Data for processing =
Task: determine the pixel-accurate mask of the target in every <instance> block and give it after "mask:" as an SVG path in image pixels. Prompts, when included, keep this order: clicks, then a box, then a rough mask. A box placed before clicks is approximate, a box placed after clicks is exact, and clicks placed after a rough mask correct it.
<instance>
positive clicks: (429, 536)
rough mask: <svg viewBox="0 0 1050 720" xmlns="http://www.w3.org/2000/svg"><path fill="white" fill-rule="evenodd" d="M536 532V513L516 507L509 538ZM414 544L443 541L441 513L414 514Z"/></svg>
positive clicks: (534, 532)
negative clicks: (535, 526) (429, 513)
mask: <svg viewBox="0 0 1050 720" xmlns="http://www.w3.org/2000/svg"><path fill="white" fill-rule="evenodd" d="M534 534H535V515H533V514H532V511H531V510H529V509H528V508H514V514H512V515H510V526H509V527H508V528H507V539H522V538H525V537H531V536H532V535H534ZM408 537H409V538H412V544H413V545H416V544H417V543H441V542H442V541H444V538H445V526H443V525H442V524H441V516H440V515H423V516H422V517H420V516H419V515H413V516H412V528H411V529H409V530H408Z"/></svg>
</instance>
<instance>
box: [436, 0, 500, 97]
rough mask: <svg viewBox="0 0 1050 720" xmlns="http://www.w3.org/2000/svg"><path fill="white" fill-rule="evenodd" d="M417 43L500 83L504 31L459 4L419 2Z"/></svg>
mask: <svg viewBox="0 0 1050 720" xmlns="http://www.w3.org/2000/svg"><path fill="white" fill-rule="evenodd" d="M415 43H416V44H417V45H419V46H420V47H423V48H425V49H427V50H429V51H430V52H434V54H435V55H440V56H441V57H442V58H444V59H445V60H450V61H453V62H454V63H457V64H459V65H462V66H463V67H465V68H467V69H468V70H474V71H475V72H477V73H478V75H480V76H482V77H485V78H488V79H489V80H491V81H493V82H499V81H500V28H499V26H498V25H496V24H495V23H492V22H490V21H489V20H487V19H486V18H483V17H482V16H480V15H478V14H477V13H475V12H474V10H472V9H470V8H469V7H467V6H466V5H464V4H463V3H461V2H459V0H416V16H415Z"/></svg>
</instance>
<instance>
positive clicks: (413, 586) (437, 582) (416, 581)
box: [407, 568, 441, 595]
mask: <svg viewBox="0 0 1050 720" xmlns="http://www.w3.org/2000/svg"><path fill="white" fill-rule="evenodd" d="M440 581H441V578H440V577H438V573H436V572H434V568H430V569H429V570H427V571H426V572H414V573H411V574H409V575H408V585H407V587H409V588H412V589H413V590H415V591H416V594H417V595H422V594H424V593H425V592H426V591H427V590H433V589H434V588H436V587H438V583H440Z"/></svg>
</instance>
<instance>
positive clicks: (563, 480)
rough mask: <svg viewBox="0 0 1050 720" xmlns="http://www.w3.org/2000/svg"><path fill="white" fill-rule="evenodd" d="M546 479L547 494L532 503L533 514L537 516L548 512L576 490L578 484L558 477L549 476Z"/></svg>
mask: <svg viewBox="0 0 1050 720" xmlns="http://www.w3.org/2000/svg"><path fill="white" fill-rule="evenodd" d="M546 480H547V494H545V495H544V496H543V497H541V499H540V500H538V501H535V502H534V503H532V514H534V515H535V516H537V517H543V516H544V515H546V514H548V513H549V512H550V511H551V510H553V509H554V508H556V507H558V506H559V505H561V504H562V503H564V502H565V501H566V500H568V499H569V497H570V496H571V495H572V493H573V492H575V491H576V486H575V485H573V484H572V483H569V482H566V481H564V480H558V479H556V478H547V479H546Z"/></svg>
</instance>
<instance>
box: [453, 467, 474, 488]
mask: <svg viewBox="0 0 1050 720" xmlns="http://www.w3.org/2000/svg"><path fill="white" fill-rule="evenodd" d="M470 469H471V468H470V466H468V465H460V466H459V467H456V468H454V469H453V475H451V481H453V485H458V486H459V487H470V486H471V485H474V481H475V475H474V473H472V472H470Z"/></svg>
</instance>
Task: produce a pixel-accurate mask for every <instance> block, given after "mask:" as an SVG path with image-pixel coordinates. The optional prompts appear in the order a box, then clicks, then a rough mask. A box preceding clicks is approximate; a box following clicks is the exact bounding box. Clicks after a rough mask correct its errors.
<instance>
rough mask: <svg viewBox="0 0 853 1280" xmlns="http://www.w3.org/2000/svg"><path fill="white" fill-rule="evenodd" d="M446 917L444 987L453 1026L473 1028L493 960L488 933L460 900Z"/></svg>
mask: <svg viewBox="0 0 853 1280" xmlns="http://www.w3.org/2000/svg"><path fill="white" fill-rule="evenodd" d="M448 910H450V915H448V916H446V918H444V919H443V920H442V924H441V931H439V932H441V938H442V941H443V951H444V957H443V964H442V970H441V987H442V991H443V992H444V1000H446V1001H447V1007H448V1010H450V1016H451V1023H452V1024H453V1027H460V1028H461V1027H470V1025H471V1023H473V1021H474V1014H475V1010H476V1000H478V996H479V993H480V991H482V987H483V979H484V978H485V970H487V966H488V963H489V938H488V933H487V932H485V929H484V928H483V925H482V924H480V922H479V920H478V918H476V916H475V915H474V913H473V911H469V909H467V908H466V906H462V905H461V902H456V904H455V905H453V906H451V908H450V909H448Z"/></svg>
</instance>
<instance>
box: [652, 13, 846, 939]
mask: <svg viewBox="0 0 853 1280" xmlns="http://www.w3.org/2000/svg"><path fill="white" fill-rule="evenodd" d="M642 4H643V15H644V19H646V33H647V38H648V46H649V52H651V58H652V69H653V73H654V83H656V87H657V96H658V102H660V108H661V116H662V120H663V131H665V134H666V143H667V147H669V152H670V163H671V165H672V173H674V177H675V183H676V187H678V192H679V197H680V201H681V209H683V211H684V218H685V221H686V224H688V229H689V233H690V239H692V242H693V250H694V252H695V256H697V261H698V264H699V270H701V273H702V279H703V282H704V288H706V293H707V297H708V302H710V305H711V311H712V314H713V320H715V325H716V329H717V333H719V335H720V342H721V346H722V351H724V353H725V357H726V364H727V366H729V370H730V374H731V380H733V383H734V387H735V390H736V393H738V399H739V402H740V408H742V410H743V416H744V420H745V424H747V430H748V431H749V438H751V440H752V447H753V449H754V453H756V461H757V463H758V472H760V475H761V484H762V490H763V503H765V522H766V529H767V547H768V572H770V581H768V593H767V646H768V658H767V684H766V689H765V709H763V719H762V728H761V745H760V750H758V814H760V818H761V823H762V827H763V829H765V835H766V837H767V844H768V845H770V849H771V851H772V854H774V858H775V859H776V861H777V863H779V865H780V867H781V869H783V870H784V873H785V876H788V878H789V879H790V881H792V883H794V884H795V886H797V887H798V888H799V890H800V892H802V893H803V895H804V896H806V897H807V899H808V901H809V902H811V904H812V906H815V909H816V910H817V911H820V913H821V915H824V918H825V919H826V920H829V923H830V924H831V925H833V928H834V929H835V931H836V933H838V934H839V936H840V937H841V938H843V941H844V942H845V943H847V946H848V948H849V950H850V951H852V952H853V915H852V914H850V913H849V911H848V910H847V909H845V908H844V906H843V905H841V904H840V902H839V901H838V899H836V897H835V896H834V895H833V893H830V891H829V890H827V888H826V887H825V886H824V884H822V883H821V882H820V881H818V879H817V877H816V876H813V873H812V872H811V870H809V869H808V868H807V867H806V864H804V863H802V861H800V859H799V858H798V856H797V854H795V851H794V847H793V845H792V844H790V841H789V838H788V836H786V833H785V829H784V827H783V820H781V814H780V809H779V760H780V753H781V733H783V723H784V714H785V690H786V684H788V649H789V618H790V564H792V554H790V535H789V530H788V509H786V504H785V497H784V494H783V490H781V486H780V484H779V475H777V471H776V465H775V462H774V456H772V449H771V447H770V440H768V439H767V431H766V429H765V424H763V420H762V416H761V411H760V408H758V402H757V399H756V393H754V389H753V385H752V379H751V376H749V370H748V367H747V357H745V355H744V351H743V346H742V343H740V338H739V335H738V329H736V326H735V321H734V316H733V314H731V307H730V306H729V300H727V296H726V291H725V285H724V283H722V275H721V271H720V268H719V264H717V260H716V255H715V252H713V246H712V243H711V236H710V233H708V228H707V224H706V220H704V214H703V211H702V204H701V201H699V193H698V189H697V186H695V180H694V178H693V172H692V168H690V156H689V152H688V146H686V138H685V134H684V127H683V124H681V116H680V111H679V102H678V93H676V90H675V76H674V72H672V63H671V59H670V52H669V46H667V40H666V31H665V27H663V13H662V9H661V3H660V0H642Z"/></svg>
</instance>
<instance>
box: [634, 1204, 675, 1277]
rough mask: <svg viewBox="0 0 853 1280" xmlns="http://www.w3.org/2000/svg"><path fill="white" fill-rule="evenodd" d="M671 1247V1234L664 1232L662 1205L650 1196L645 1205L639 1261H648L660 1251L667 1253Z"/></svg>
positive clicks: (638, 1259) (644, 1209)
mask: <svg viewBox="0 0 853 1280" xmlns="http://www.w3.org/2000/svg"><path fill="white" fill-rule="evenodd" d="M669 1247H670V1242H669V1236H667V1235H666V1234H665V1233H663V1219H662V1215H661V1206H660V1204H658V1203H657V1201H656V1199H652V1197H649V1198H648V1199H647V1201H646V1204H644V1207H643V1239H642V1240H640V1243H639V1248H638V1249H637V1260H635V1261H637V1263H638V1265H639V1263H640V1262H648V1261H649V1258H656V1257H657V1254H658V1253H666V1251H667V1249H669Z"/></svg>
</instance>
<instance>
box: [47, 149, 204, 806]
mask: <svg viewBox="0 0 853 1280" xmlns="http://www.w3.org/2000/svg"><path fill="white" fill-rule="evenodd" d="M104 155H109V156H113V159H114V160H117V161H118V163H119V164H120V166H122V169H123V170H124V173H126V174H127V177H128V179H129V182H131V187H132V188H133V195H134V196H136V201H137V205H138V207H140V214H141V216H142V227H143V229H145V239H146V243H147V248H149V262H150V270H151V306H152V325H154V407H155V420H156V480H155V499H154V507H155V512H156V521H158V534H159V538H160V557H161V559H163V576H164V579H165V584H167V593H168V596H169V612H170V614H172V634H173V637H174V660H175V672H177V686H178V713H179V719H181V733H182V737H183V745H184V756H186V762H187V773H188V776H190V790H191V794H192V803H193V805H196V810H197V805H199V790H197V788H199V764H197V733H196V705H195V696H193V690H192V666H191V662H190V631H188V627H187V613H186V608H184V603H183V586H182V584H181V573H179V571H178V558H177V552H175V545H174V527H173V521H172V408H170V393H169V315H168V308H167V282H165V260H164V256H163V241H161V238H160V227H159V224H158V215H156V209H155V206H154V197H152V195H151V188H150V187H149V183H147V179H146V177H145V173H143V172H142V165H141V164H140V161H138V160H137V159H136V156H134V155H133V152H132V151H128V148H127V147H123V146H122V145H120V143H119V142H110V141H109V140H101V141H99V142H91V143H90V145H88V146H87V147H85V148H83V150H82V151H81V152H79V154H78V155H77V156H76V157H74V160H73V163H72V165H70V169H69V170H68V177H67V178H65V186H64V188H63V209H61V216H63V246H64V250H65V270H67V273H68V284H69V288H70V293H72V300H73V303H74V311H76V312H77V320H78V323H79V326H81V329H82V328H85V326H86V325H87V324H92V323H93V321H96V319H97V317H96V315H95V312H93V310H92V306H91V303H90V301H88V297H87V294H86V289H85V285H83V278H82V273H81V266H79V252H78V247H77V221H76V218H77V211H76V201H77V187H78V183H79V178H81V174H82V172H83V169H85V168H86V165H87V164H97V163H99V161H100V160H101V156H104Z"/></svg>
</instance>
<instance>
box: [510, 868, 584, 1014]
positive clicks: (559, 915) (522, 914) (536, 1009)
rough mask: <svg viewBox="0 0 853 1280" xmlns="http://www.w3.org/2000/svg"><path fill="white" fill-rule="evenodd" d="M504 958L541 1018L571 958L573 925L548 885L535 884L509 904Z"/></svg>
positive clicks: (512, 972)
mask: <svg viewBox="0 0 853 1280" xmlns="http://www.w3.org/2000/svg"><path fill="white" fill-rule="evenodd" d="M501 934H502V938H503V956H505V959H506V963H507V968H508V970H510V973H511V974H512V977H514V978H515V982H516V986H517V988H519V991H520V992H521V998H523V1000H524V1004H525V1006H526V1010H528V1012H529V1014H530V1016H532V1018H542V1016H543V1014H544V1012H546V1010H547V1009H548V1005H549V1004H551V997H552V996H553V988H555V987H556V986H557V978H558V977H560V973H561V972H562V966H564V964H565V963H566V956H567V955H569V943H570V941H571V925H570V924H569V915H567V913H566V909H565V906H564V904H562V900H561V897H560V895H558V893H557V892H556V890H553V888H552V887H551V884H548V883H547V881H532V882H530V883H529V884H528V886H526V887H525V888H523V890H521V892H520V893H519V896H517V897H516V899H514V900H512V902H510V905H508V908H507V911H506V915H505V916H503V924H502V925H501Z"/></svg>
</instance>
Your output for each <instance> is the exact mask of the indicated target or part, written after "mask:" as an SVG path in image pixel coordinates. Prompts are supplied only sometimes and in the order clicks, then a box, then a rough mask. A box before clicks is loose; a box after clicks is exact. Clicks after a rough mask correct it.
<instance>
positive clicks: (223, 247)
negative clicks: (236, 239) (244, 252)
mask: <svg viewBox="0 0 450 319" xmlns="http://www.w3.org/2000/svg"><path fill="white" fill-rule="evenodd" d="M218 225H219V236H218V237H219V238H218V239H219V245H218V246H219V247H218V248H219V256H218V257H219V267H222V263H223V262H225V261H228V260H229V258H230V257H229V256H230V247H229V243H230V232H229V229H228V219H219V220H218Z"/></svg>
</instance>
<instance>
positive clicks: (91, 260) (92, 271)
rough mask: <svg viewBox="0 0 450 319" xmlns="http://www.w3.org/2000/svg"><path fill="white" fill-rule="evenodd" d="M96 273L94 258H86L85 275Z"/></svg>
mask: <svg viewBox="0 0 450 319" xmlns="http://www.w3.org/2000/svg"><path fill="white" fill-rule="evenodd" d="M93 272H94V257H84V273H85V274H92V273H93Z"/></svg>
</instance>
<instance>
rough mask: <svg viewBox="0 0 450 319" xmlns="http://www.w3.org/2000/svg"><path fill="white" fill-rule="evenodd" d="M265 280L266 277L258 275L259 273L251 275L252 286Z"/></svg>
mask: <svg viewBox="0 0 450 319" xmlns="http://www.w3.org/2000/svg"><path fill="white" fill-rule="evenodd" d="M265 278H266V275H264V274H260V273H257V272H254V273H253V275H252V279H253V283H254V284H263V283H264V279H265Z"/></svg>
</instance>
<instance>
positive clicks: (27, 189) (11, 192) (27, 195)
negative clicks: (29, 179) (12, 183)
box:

Work instruction = Beginning with the first line of the listing above, please write out every line exactly until you reach the line that contains "positive clicks: (534, 532)", and include that one too.

Result =
Task: determine the pixel-accurate mask of the target in every <instance> block and give it after "mask:" as an SVG path in image pixels. Prompts, when included, keep this order: clicks, then a box, then a rough mask. A box placed before clicks is approximate, a box placed after clicks is exact, and clicks placed after a rough mask correct it.
<instance>
positive clicks: (429, 536)
rough mask: <svg viewBox="0 0 1050 720" xmlns="http://www.w3.org/2000/svg"><path fill="white" fill-rule="evenodd" d="M536 532V513L516 507L509 538ZM414 544L443 541L441 513L414 514Z"/></svg>
positive clicks: (534, 532)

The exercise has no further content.